◆ Text zum Lesen
=-=-=
RBL-Trainer Zorniger über Kritik, Trainerjob, Presse und Doppelmoral Großes Interview mit RB Leipzig-Trainer Alexander Zorniger

Im großen Interview mit RB Leipzig-Trainer Alexander Zorniger erfahrt ihr, ob der Verein mit den Transfers ernst machen wollen und ob einem als RBL-Trainer das Lachen vergeht.

Alexander Zorniger gelang mit RB Leipzig das, was seitens des Vereins zwar von Vornherein geplant war, jedoch erst mit dem Schwaben Realität wurde: der Aufstieg in die 3. Liga – damit in den Profifußball – und Durchmarsch in die 2. Bundesliga. Im urbanite-Interview spricht der 47-Jährige über die Kritik an RB Leipzig, seinen Status als öffentliche Person und ob der Verein mit den Neuzugängen zeigt, dass er nun „doch ernst macht“

© GEPApictures / RB Leipzig

Du bist seit 2 ½ Jahren hier in Leipzig. Was sind deine Lieblingsplätze in dieser Stadt?
Ich bin sehr, sehr gern an den Seen – vor allem Richtung Cossi und Auensee raus. Ich bin gerne in der Innenstadt, weil ich da von meiner Wohnung aus hinlaufen kann. Auch das Gewandhaus und die Oper sind beeindruckend. Das sind so Sachen, die ich in der Vergangenheit schon ein bisschen vernachlässigt habe. Aber ich will Leipzig jetzt auch ein bisschen genießen. Wobei ich auch sehr gerne zu Hause bin, wenn ich dann mal Zeit habe. Das ist der Ort, wo ich runterkommen kann. Deswegen war es mir auch sehr wichtig, eine schöne Wohnung in Leipzig zu finden. Nach dem Drittligaaufstieg war ja klar, dass sich der Vertrag nochmal verlängert.
Bei allen Bedenken, die ich manchmal habe, dass mich vielleicht nicht jeder mag, ist es nicht einmal passiert, dass irgendjemand negativ auf mich zugekommen ist. Ich spüre eine unglaubliche Sympathie und Wertschätzung, auch wenn ich angesprochen werde. Und das passiert mir in der Zwischenzeit eigentlich immer öfter. 

Obwohl du selbst mal erzählt hast, dass eine Taxifahrerin überrascht war, dass du auch lachen kannst. 
Das stimmt (lacht). 

Verliert man das bei dem Job?
Wenn ich mit irgendjemanden eins zu eins spreche, dann lache ich auch. Vor allem, wenn ich von der Qualität meines Gegenübers überzeugt bin oder denjenigen einfach sympathisch finde. Wenn ich froh bin, dass ein Gespräch zu Ende ist, dann muss ich auch nicht lachen. Aber ich glaube, das geht jedem so. Du triffst jemanden und denkst dir, ja mit dem kann ich gut, da kann ich auch mal lächeln. Wenn blöde Fragen kommen, warum muss ich dann lächeln?
=-=-=
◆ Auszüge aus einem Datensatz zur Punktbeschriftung
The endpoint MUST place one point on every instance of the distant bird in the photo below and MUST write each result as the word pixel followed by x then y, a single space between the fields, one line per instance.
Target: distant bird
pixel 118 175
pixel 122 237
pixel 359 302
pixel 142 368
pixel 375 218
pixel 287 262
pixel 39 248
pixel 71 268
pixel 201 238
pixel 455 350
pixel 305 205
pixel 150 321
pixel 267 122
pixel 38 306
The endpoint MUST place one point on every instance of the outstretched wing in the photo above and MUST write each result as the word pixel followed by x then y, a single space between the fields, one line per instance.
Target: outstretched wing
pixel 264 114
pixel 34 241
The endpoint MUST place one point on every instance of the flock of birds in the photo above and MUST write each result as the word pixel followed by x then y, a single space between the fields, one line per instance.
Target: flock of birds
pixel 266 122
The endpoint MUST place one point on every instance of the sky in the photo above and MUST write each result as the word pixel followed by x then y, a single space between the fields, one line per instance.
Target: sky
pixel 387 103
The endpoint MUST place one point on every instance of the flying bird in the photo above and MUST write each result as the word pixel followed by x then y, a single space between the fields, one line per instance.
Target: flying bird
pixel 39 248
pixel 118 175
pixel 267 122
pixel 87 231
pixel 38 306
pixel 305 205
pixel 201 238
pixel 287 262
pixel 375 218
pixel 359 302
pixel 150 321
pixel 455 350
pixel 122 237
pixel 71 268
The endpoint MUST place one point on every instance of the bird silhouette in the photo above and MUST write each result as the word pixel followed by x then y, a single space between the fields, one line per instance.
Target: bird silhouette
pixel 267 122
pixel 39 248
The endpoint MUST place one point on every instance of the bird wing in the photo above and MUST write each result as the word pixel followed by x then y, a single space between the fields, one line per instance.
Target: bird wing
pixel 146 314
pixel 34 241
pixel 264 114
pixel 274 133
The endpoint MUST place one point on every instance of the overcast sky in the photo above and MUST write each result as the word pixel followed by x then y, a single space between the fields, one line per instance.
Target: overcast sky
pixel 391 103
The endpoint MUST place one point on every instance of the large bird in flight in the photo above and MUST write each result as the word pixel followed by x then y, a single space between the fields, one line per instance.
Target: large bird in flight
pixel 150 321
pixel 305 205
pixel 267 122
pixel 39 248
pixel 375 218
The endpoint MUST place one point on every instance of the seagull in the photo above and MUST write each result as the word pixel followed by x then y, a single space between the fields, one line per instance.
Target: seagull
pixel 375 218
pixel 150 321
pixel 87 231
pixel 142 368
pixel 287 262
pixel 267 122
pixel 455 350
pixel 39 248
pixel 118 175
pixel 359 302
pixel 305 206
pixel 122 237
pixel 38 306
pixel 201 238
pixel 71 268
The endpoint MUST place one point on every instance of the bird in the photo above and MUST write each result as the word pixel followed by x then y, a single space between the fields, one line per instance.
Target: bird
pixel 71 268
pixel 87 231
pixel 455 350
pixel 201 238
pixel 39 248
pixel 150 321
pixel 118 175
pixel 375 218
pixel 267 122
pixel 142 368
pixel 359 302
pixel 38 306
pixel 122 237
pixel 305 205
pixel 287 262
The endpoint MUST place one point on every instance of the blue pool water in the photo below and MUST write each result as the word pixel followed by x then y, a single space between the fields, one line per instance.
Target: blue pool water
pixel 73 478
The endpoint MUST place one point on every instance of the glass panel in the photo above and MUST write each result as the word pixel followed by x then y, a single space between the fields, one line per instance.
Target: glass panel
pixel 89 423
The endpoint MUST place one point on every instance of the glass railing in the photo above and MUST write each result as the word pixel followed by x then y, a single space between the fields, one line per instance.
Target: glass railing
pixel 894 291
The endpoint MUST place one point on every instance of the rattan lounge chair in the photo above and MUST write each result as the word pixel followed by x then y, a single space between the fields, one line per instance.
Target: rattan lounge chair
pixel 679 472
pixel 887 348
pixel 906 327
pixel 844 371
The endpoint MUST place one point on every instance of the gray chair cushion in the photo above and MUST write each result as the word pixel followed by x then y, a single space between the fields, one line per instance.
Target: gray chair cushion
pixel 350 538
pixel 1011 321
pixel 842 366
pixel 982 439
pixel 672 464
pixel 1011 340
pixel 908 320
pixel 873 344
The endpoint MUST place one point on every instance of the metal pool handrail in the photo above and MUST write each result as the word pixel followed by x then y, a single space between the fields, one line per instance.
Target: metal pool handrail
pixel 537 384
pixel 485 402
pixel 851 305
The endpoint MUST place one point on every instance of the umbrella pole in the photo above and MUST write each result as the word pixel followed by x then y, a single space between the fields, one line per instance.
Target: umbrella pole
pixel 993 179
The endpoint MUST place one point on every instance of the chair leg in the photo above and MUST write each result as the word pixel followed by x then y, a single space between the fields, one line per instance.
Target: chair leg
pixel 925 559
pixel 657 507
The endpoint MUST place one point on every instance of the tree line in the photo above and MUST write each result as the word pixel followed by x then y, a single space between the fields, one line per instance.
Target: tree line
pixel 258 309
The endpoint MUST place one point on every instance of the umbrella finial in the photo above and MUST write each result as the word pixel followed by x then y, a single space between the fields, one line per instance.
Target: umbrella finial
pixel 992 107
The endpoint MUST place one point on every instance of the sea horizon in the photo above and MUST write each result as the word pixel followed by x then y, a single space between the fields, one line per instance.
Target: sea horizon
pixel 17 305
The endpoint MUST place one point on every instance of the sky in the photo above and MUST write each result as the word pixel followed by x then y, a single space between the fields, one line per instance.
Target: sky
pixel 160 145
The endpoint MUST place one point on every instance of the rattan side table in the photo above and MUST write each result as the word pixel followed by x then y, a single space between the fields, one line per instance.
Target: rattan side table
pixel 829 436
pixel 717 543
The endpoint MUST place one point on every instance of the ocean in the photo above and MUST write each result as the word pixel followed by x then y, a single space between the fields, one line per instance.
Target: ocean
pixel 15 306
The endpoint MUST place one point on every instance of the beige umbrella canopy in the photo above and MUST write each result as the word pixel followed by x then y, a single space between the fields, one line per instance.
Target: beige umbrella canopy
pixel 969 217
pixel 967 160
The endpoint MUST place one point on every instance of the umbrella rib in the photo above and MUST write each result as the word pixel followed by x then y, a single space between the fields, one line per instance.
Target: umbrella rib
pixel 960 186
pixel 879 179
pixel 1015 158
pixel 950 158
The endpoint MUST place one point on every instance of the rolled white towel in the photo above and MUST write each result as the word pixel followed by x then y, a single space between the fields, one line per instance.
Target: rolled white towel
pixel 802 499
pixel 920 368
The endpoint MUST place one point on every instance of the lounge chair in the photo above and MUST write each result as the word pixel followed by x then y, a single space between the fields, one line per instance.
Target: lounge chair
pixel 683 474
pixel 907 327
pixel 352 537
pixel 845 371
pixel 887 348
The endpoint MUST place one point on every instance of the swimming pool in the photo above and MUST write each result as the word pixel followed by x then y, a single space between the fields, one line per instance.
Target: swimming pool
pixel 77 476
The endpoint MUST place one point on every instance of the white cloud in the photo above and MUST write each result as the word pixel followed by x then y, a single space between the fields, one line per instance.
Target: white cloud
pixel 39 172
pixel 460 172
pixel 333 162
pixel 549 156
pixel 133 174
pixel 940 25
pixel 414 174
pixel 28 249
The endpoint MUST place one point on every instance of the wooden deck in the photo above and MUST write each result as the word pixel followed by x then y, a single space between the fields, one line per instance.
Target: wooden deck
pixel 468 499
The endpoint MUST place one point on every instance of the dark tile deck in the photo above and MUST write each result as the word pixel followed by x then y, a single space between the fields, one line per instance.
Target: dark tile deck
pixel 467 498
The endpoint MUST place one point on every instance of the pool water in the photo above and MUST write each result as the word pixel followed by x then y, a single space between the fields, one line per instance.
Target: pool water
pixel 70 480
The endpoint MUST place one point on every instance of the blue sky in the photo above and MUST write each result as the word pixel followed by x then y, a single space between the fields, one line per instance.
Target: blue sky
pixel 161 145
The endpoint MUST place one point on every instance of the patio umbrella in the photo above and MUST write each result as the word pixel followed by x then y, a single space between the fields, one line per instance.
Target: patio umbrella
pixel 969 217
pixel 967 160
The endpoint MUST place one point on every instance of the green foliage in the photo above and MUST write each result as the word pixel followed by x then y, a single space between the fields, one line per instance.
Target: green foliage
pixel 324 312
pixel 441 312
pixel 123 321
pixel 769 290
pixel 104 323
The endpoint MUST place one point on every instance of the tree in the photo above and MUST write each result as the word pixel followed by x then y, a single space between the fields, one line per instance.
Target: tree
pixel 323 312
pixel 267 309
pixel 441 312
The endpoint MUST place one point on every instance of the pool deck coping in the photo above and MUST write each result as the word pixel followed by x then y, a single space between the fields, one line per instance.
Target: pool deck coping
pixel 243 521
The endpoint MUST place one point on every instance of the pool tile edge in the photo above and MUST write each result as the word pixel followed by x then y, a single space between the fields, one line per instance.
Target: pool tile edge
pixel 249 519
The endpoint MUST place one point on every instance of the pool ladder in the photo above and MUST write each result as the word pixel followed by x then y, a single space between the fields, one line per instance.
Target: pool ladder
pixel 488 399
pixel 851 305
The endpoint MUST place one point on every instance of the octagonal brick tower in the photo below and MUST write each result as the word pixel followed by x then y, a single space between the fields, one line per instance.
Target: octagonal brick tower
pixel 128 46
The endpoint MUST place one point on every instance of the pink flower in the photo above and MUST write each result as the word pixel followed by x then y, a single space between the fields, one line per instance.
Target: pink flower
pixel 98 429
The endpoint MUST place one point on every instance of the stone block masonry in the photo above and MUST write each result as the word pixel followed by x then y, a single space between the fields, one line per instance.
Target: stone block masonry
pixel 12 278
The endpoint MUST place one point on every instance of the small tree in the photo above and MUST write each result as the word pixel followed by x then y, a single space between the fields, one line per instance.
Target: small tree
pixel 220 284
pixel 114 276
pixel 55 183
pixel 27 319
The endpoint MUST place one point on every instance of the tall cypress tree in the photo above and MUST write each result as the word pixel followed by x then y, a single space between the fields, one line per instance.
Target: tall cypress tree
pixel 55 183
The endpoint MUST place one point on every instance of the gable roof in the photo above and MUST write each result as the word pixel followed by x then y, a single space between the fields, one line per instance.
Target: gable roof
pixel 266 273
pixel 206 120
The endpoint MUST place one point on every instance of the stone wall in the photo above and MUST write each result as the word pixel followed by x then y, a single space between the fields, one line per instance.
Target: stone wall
=-=-=
◆ Deine Aufgaben
[1] Gib aus dem Interview mit Alexander Zorniger das Stück Wort für Wort aus, das mit den Worten „Verliert man das“ anfängt und mit „ich dann lächeln?“ aufhört.
[2] Schreib das Interview mit Alexander Zorniger nach seinem letzten Satz weiter.

◆ Antworten je Aufgabe
[1]
Verliert man das bei dem Job?
Wenn ich mit irgendjemanden eins zu eins spreche, dann lache ich auch. Vor allem, wenn ich von der Qualität meines Gegenübers überzeugt bin oder denjenigen einfach sympathisch finde. Wenn ich froh bin, dass ein Gespräch zu Ende ist, dann muss ich auch nicht lachen. Aber ich glaube, das geht jedem so. Du triffst jemanden und denkst dir, ja mit dem kann ich gut, da kann ich auch mal lächeln. Wenn blöde Fragen kommen, warum muss ich dann lächeln?

[2]
Aber das sagt man mir irgendwie schon immer. Ich bin einfach extrem fokussiert, wenn ich auf dem Platz bin. Aber auch da gibt es dann mal Situationen, wo ich entweder über mich selbst lache oder wenn im Spiel was funktioniert. Ich bin durchaus ein glücklicher Mensch (lacht). 

Obwohl man manchmal das Gefühl hat, du wirkst betrübt.
Das ist keine Absicht – ich sehe mich eigentlich schon als relativ lockeren Typ, wenn es angebracht ist.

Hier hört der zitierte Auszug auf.